━━━ Supplied text

Nothing new here. Let's have a look at what men and women are looking
for:
seekingfemale = Select[SQLExecute[SQLSelect["am", {"am_am_member"}, {SQLColumn[{"am_am_member", "gender"}],
SQLColumn[{"am_am_member", "profile_caption"}]}, None, "SortingColumns" -> None, "MaxRows" -> 500000,
"Distinct" -> False, "GetAsStrings" -> False, "ShowColumnHeadings" -> True]], #[[1]] == 1 &];
seekingmale = Select[SQLExecute[SQLSelect["am", {"am_am_member"}, {SQLColumn[{"am_am_member", "gender"}],
SQLColumn[{"am_am_member", "profile_caption"}]}, None, "SortingColumns" -> None, "MaxRows" -> 500000,
"Distinct" -> False, "GetAsStrings" -> False, "ShowColumnHeadings" -> True]], #[[1]] == 2 &];
Let's determine the important words here:
wordsfemale = DeleteStopwords[Flatten[TextWords@Select[Flatten[seekingfemale], StringQ]]];
wordsmale = DeleteStopwords[Flatten[TextWords@Select[Flatten[seekingmale], StringQ]]];
Here are the corresponding word-clouds:
Grid[{{"Female", "Male"}, {WordCloud[wordsfemale, IgnoreCase -> True],WordCloud[wordsmale, IgnoreCase -> True]}}, Frame -> True]
Quite
clearly, very similar words come up. Does this mean that males and
females are similar in what they are looking for? To illucidate this
further we look at one of the entries of the database which is
"pref_opento".

━━━━━━
━━━ Data section

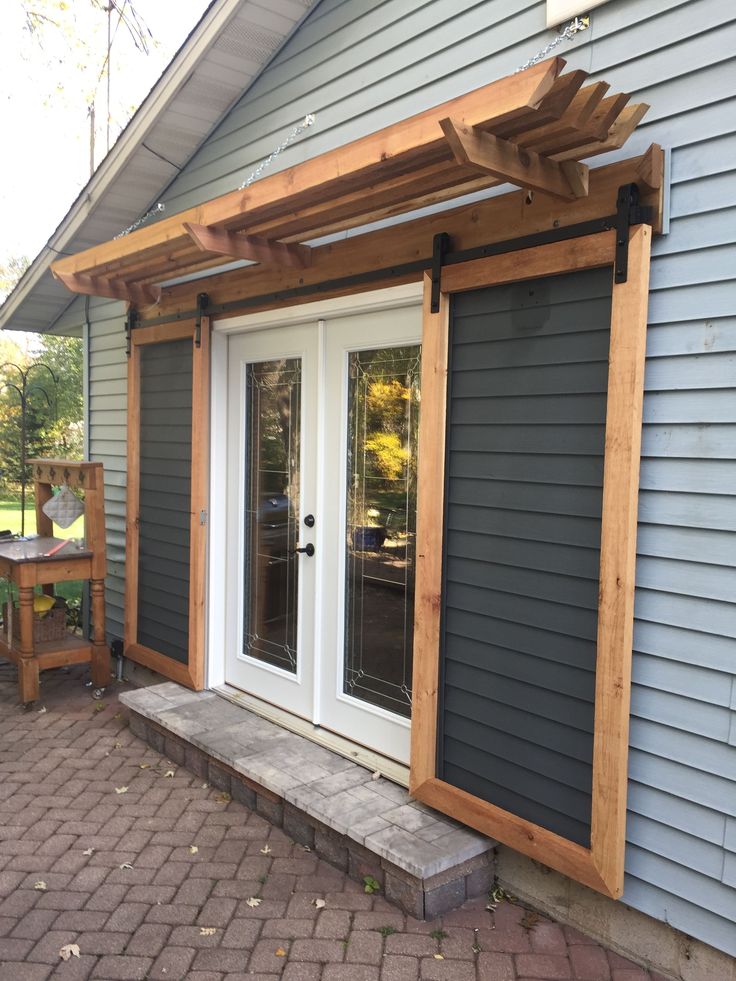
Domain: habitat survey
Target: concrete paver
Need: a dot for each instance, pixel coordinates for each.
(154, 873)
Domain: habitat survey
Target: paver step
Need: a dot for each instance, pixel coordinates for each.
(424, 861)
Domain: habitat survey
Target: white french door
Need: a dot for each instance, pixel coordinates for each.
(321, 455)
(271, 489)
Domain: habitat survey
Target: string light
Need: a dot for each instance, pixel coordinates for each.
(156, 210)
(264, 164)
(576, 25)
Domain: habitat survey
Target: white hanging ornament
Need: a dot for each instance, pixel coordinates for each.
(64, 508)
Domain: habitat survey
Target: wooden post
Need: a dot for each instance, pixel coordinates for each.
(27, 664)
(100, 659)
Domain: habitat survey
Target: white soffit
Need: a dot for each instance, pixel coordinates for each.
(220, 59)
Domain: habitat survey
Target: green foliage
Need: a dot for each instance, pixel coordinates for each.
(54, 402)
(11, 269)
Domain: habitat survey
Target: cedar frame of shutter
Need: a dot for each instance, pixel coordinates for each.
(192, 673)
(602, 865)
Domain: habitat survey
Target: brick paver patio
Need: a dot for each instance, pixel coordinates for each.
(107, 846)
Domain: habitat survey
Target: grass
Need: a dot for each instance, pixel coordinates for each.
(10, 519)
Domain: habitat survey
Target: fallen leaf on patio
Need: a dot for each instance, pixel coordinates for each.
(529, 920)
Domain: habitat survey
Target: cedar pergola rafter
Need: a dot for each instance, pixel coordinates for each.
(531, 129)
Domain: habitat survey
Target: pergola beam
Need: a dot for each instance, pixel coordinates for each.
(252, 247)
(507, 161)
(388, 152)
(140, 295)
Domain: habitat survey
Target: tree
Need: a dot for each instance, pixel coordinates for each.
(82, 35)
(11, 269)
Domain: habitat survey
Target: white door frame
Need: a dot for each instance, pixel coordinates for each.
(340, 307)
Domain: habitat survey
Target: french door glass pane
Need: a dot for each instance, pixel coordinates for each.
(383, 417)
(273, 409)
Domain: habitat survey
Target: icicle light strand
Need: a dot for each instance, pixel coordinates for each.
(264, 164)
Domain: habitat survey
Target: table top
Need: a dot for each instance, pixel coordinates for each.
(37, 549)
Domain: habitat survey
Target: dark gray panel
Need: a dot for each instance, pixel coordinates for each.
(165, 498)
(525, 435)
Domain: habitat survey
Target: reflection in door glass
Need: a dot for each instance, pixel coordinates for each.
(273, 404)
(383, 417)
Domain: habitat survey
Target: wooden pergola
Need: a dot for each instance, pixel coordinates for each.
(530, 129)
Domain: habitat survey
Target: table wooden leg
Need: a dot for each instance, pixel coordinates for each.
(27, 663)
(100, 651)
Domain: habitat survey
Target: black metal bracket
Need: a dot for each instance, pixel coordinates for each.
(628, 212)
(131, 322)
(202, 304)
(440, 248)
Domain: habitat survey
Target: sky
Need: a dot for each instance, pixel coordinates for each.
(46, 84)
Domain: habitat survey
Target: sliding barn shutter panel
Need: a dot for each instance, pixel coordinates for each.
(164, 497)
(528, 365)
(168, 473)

━━━━━━
━━━ Data section

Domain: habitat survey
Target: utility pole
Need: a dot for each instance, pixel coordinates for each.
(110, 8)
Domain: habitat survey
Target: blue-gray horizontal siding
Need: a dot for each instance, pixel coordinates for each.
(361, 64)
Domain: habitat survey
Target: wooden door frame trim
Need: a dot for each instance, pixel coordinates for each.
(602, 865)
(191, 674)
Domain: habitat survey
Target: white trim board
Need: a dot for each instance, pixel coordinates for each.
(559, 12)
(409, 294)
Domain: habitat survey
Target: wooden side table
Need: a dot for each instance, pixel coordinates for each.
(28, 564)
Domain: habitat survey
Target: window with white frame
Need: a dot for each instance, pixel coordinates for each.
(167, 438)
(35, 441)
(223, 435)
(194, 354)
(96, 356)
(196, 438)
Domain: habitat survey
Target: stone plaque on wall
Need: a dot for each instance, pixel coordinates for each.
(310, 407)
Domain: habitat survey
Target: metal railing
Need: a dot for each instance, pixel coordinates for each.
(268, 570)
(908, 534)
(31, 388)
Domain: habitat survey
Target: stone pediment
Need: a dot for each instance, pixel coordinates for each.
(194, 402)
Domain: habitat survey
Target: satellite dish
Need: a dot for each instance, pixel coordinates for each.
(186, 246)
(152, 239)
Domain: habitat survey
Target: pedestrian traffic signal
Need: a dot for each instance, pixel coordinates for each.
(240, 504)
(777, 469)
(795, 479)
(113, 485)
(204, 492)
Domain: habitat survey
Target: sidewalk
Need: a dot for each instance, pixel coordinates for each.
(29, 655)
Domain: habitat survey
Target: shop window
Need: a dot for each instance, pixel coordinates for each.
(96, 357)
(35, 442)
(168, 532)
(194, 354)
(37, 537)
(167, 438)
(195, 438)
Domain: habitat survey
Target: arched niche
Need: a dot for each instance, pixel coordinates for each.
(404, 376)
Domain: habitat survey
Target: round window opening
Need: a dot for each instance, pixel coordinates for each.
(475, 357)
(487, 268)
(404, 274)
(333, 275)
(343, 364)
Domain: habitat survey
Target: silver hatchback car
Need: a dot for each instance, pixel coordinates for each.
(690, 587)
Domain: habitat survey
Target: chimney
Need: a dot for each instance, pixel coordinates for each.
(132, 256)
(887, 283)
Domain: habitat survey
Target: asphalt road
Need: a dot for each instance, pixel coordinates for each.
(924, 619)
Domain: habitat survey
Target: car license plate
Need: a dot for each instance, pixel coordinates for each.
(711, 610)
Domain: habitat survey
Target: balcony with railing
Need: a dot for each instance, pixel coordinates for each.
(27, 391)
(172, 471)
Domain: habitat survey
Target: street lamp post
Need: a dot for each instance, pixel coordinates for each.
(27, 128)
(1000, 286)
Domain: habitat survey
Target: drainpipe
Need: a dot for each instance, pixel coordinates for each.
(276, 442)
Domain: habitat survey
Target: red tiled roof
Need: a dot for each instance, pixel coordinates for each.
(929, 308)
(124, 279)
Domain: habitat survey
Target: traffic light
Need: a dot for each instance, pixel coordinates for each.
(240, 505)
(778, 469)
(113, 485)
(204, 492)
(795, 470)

━━━━━━
━━━ Data section

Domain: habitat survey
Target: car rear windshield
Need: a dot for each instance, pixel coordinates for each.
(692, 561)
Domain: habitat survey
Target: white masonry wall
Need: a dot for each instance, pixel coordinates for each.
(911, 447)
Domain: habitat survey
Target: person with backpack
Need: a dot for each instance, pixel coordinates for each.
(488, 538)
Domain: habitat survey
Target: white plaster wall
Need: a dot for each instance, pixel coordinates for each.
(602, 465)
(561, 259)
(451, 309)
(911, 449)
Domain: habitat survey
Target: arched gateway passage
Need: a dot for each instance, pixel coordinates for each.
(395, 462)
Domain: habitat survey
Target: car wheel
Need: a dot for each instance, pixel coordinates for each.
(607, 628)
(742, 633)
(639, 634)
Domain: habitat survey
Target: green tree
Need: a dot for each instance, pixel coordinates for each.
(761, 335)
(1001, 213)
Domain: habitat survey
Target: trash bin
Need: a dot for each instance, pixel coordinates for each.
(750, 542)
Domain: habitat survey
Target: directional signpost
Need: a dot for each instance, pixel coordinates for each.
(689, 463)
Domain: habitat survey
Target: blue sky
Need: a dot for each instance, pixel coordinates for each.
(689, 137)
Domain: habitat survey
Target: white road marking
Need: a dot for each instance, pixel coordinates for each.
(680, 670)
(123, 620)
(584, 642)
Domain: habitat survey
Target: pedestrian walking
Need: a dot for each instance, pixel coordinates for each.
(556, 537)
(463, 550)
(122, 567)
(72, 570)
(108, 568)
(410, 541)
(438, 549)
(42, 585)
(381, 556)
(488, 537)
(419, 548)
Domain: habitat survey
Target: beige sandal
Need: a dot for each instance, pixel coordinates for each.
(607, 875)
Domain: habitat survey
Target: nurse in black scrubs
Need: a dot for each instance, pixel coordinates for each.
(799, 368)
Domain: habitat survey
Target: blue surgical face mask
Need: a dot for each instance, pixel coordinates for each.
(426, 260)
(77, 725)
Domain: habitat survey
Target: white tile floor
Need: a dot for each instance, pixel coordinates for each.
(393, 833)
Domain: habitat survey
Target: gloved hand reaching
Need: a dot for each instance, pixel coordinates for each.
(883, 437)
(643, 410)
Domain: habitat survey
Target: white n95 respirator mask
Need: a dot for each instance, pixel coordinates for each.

━━━━━━

Written problem: In the word-cloud text at the top of the page, what value is given for "MaxRows" in the queries?

In response: 500000